__Given exercise__. Could you scale all the rows below by writing each one out again, requests included, with every coordinate in the answers multiplied by 2.5 and rounded to a whole number, halves rounding up? Leave the pictures out.

__The records__.
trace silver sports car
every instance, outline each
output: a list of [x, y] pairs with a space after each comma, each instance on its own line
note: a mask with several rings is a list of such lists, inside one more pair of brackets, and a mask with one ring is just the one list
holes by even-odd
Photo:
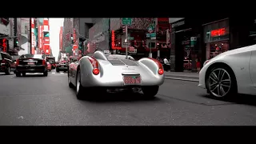
[[[154, 97], [159, 86], [164, 82], [162, 65], [154, 58], [143, 58], [138, 61], [125, 55], [104, 54], [96, 51], [79, 61], [72, 62], [68, 68], [70, 87], [76, 87], [78, 99], [89, 95], [89, 91], [141, 90], [149, 97]], [[135, 90], [138, 92], [138, 90]]]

__Solution__.
trace silver sports car
every instance, outline each
output: a list of [x, y] pairs with a space after each comma, each instance on its own line
note: a mask with several rings is a list of such lists, inside one more pair of brackets, and a mask with one ring is just the one list
holes by even-odd
Photo:
[[[385, 243], [398, 215], [410, 205], [405, 163], [385, 145], [358, 145], [345, 153], [313, 138], [260, 135], [240, 128], [198, 153], [180, 155], [170, 170], [175, 218], [190, 218], [195, 248], [223, 238], [223, 228], [353, 225], [373, 243]], [[338, 225], [345, 230], [345, 225]]]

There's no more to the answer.